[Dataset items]
++++++++++++++++++++
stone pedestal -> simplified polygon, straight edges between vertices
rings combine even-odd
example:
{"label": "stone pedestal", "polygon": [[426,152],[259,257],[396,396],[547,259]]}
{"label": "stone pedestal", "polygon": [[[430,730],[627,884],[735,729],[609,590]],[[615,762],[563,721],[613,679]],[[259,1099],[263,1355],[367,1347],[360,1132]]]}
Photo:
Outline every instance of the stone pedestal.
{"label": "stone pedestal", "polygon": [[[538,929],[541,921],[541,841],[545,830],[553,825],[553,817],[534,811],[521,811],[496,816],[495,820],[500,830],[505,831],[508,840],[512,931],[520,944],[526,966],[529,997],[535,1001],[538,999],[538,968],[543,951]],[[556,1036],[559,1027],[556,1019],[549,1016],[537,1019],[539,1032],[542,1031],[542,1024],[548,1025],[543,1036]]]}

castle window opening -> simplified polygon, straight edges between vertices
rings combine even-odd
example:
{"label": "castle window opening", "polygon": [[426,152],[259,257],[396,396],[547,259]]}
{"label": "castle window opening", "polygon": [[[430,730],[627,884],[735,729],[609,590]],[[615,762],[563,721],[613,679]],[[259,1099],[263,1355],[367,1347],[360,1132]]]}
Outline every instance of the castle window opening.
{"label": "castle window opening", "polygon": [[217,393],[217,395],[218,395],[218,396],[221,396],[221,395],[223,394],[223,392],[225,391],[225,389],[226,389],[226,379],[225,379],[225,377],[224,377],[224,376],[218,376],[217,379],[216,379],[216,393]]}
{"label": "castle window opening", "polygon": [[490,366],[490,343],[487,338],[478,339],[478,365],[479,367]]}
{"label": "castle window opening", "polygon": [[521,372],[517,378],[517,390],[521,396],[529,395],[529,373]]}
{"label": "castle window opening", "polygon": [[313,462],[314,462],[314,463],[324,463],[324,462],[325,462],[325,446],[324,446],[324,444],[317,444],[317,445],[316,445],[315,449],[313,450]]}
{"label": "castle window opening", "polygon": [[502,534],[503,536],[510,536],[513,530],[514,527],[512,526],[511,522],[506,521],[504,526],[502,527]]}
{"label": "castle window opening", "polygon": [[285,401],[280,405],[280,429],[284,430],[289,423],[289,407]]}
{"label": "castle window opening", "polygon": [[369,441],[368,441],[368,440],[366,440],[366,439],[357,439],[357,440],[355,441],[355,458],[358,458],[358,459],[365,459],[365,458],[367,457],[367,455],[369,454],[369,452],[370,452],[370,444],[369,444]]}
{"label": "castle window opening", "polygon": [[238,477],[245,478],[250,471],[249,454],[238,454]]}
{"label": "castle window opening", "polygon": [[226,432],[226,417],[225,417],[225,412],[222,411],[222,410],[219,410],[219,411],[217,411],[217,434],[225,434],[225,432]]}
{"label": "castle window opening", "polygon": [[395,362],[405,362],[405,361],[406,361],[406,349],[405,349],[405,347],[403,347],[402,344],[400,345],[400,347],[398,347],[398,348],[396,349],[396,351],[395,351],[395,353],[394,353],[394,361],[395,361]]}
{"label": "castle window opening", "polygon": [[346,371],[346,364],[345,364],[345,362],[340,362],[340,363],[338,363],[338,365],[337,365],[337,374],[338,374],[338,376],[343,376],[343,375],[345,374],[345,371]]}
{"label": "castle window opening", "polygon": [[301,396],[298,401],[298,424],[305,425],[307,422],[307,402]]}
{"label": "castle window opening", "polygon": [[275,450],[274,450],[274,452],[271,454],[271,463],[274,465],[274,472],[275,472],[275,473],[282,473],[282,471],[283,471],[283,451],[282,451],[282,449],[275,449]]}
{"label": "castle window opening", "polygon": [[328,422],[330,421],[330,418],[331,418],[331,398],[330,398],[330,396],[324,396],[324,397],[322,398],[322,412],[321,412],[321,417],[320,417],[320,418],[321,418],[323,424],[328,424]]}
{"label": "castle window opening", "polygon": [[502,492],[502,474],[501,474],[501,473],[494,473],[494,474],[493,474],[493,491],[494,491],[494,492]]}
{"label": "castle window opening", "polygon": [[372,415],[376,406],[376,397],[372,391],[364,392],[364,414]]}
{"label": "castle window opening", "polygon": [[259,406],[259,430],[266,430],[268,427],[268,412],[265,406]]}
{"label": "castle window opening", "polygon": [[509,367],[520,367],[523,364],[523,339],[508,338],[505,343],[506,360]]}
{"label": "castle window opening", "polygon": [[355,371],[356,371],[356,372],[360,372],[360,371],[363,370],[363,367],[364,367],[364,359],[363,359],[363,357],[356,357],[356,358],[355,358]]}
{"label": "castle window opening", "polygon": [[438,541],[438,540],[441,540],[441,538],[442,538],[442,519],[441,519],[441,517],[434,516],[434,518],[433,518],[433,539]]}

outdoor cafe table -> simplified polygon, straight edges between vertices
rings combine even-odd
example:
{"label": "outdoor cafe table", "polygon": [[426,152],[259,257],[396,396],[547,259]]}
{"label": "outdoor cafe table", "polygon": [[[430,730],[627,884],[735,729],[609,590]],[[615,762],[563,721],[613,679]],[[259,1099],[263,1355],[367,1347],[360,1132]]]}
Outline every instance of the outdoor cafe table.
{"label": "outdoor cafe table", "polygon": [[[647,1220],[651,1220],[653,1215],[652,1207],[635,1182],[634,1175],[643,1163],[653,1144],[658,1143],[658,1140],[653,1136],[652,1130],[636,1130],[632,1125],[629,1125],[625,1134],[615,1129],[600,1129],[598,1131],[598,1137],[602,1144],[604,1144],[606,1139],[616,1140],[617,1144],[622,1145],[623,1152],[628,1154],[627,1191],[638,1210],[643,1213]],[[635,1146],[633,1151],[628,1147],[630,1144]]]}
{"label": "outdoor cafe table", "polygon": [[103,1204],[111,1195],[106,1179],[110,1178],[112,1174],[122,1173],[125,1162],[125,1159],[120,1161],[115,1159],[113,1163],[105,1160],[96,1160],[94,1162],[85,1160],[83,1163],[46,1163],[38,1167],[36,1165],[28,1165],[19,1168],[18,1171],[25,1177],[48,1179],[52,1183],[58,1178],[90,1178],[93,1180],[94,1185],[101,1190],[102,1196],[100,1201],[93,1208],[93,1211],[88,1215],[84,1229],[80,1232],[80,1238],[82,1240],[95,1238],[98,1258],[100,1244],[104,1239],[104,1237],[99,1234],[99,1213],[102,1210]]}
++++++++++++++++++++
#### Your assignment
What is the number of lines in the data that include the word "between"? State only that number.

#### Reply
3